**What is asked**
Copy each of the following rows word for word, without any alteration.
——————
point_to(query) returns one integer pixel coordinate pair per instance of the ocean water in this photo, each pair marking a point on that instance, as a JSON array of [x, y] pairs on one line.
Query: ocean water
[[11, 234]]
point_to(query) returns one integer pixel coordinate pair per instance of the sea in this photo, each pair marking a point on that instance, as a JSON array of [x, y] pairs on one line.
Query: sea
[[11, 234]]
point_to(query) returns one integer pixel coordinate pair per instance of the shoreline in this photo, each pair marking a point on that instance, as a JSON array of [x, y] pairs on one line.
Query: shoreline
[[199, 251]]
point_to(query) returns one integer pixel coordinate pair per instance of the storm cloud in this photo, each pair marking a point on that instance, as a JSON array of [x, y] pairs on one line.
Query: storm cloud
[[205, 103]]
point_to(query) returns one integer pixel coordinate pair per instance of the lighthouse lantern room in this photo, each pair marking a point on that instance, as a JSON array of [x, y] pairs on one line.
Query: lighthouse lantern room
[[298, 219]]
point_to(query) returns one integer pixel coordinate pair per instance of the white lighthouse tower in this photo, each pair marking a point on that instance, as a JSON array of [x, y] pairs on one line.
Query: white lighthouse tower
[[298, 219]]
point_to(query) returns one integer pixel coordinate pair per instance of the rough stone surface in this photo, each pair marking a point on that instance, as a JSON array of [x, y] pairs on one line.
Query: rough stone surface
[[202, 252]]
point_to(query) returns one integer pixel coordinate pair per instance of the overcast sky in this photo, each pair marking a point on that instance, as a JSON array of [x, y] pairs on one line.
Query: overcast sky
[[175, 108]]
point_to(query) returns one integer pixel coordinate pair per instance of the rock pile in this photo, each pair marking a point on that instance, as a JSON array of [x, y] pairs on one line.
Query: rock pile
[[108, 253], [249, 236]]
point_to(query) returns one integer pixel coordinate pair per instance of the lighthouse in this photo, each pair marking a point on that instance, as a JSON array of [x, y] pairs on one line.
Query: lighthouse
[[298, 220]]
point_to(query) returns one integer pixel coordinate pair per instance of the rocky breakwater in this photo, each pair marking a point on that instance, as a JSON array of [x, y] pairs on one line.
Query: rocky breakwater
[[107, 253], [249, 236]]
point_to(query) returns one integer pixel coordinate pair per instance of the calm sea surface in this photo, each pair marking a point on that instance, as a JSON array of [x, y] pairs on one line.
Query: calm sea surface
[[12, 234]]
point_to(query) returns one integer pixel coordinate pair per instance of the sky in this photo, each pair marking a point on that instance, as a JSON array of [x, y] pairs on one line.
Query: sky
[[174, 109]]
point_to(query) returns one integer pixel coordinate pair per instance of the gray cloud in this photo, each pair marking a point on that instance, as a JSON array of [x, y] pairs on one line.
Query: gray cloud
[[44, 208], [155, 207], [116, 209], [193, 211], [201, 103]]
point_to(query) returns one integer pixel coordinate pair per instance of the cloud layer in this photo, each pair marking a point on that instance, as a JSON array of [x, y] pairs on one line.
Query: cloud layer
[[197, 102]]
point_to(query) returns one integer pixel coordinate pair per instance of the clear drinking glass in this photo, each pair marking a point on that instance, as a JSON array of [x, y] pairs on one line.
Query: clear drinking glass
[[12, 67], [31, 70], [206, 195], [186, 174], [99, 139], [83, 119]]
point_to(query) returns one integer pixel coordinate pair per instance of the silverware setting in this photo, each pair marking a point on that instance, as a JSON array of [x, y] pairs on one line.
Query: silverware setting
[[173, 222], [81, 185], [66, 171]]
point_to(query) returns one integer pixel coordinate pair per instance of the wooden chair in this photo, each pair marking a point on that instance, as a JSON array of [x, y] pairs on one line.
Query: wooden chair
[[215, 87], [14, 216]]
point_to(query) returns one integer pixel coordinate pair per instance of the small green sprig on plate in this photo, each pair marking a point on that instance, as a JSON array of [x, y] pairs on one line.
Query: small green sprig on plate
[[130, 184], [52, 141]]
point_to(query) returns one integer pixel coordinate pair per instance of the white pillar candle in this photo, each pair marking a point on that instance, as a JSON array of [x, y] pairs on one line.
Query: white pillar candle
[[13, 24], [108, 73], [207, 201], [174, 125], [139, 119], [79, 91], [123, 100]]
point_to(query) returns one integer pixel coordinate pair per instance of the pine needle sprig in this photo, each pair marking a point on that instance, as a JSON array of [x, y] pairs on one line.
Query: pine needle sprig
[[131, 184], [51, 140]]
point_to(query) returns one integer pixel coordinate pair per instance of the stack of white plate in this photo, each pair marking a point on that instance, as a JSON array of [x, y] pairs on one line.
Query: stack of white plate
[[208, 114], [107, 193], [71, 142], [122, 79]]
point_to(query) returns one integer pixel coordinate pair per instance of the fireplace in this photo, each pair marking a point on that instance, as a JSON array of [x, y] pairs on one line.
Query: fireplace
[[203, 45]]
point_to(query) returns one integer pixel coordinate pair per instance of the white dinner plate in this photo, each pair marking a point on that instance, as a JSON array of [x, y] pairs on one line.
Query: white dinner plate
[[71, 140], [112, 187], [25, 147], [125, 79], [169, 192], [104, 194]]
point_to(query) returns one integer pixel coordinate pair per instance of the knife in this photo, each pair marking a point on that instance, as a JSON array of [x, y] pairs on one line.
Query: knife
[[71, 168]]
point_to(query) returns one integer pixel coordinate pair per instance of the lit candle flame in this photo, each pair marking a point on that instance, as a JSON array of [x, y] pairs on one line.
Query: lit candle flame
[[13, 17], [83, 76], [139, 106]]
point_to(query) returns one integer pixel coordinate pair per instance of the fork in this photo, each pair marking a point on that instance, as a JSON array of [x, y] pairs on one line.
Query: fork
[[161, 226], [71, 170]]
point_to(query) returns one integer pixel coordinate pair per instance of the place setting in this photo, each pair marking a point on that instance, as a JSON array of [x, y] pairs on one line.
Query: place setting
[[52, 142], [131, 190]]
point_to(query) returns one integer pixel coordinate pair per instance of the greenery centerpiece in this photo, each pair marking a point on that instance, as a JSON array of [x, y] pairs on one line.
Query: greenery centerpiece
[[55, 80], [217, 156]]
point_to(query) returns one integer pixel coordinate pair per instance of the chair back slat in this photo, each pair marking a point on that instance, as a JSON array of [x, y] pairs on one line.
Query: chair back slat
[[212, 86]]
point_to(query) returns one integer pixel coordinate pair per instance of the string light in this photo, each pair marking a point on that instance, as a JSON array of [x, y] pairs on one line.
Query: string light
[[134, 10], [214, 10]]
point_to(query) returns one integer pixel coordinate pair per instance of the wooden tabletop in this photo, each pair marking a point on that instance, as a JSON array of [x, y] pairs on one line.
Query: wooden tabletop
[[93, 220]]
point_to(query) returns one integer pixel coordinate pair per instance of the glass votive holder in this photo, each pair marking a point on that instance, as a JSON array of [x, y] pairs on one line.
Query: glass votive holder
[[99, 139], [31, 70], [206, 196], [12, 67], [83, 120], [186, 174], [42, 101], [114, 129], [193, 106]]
——————
**Answer**
point_to(query) returns one integer pixel coordinate pair per instance of the ocean water in this photo, each pair marking a point on that instance, as a JSON array of [x, y] pairs on one line.
Query: ocean water
[[11, 234]]
point_to(query) returns one integer pixel coordinate pair per instance of the sea in this photo, each pair marking a point on that instance, as a JSON array of [x, y] pairs on one line.
Query: sea
[[11, 234]]
point_to(query) returns one integer pixel coordinate pair per instance of the shoreline in this photo, each pair marking a point on that instance, as a JSON array of [x, y] pairs on one line.
Query: shoreline
[[199, 251]]
point_to(query) returns one integer pixel coordinate pair per instance of the storm cloud in this photo, each pair marking a point on that instance, as a JSON array of [x, y] pairs on one line.
Query: storm cloud
[[205, 103]]
point_to(query) returns one integer pixel coordinate pair per instance of the lighthouse lantern room in this photo, each pair marking a point on that instance, as a JSON array of [x, y] pairs on one line.
Query: lighthouse lantern room
[[298, 219]]
point_to(query) returns one integer pixel coordinate pair per instance of the white lighthouse tower in this photo, each pair marking a point on that instance, as a JSON array of [x, y] pairs on one line.
Query: white lighthouse tower
[[298, 219]]
point_to(query) returns one integer pixel coordinate pair per instance of the rough stone surface in this photo, each pair marking a point on that instance, as a JSON array of [x, y] pairs on one line.
Query: rough stone surface
[[202, 252]]
point_to(query) returns one integer pixel coordinate pair per instance of the overcast sky in this photo, each pair marking a point on that instance, as a JSON array of [x, y] pairs on one line.
Query: overcast sky
[[175, 108]]
point_to(query) returns one integer pixel coordinate pair per instance of the rock pile in this photo, each pair marking a point on that instance, as a JSON array of [x, y] pairs on one line.
Query: rock pile
[[108, 253], [249, 236]]
point_to(query) returns one integer pixel coordinate pair per instance of the lighthouse in this photo, each pair marking a point on that instance, as a JSON array of [x, y] pairs on one line.
Query: lighthouse
[[298, 220]]
point_to(query) returns one integer pixel coordinate pair per instance of the rocky breakwater in this photo, each pair marking a point on that instance, as a JSON array of [x, y] pairs on one line.
Query: rocky breakwater
[[107, 253], [249, 236]]
point_to(query) returns one integer pixel coordinate pair per instance of the calm sea surface in this photo, each pair marking a point on that instance, as a JSON array of [x, y] pairs on one line.
Query: calm sea surface
[[12, 234]]
point_to(query) returns one integer pixel coordinate pair per instance of the sky in this photo, each pair marking a point on that instance, as a JSON array of [x, y] pairs on one line.
Query: sky
[[174, 109]]
point_to(query) returns one integer pixel coordinate pair per instance of the gray cloud in this photo, each pair marking a point on that instance, as a JSON array of [x, y] pairs on one line.
Query: gray cloud
[[44, 208], [155, 207], [116, 209], [193, 211], [201, 103]]
point_to(query) returns one integer pixel coordinate pair per instance of the cloud layer in this photo, each pair marking a point on that instance, as a JSON array of [x, y] pairs on one line.
Query: cloud layer
[[197, 102]]
point_to(query) returns one integer pixel coordinate pair per instance of the clear drinking glass in this photo, each pair marking a point on that instance, as a JSON array of [x, y] pairs on one line.
Query: clear drinking glass
[[12, 67], [31, 70], [206, 195], [186, 174], [99, 139], [83, 119]]
point_to(query) returns one integer pixel coordinate pair per instance of the silverware setting in this photo, each pair marking a point on that instance, as a JSON array of [x, y] pairs on one line.
Query: silverware setting
[[173, 222], [81, 185], [66, 171]]
point_to(query) returns one integer pixel coordinate pair per instance of the wooden chair in this photo, each pair marking a point on that instance, as a JSON array of [x, y] pairs on one line.
Query: wooden chair
[[215, 87], [14, 216]]
point_to(query) returns one integer pixel coordinate pair per instance of the small green sprig on plate in this photo, each pair marking a point on that instance, as a JSON array of [x, y] pairs on one line.
Query: small green sprig on plate
[[130, 184], [52, 141]]
point_to(query) returns one integer pixel coordinate pair per instance of the white pillar candle in this photo, each pair marking a point on that instance, as a JSON array of [x, y] pairs on one line.
Query: white pillar candle
[[13, 24], [108, 73], [207, 201], [174, 125], [139, 119], [79, 91], [123, 100]]
point_to(query) returns one integer pixel coordinate pair per instance of the pine needle sprig in this photo, each pair marking a point on that instance, as a JSON array of [x, y] pairs on one line.
Query: pine needle sprig
[[131, 184], [51, 140]]
point_to(query) returns one integer pixel coordinate pair per instance of the stack of white plate in this photo, each pair marking a point on that instance, as a JSON array of [x, y] pairs on one line.
Query: stack of white plate
[[208, 114], [107, 193], [71, 142], [122, 79]]
point_to(query) returns one integer pixel coordinate pair per instance of the fireplace in this photo, each pair marking a point on that instance, as a JSON array of [x, y] pairs on one line.
Query: fireplace
[[203, 45]]
point_to(query) returns one integer pixel coordinate pair per instance of the white dinner plate in this photo, each pair marking a point on that instance, as a JSON array of [x, y] pairs on one line.
Query: white dinner plate
[[71, 140], [112, 187], [25, 147], [125, 79], [169, 192], [104, 194]]
point_to(query) returns one integer pixel coordinate pair per instance of the knife in this photo, each pair marking a point on that instance, as a JSON array of [x, y] pairs on one line.
Query: knife
[[71, 168]]
point_to(query) returns one integer pixel coordinate pair per instance of the lit candle flame in this photo, each pair marking a point on that instance, as a JSON array of [x, y] pairs on one line.
Query: lit candle flame
[[13, 17], [83, 76], [139, 106]]
point_to(query) returns one integer pixel coordinate pair per instance of the fork in this photo, each pair marking a point on that instance, as a JSON array of [x, y] pairs on one line.
Query: fork
[[161, 226], [71, 170]]
point_to(query) returns one integer pixel coordinate pair per instance of the place setting in this photo, each pair marking a point on that instance, as a JSON array of [x, y] pairs on one line.
Query: place setting
[[52, 142], [131, 190]]
point_to(query) returns one integer pixel coordinate pair per instance of the greenery centerpiece in this photo, each pair marking a point on that instance, as a JSON array of [x, y] pairs on one line.
Query: greenery centerpiece
[[55, 80], [217, 156]]
point_to(query) returns one integer pixel coordinate pair per instance of the chair back slat in this photo, each pair marking a point on that instance, as a JSON array of [x, y] pairs on one line.
Query: chair back slat
[[212, 86]]
point_to(query) returns one integer pixel coordinate pair per instance of the string light in this photo, each pair marking a point on that instance, as a JSON array of [x, y] pairs on one line.
Query: string light
[[134, 10], [214, 10]]
point_to(query) returns one integer pixel coordinate pair per instance of the wooden tabletop in this photo, each pair marking a point on that instance, as a JSON array of [x, y] pairs on one line.
Query: wooden tabletop
[[93, 220]]
point_to(query) returns one integer pixel coordinate pair per instance of the glass votive holder in this photo, each pair marking a point on that instance, as a JSON array of [x, y] pairs on one line.
Query: glass votive holder
[[99, 139], [31, 70], [206, 196], [12, 67], [83, 120], [186, 174], [42, 101], [114, 129], [193, 106]]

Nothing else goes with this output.